▶ **What to do**
Reproduce each of the records below word for word, adding nothing and leaving nothing out.
BEGIN
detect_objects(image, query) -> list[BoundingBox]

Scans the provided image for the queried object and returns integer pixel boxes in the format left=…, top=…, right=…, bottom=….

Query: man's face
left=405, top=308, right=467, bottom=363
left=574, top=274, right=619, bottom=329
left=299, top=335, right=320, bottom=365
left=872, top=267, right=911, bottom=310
END
▶ **The completed task**
detect_objects(image, query) -> list[BoundingBox]

Scans the provided image for the queried object and returns integer pixel boxes in the format left=…, top=…, right=…, bottom=….

Query: man's face
left=405, top=308, right=467, bottom=363
left=574, top=274, right=619, bottom=329
left=299, top=335, right=320, bottom=365
left=872, top=267, right=911, bottom=310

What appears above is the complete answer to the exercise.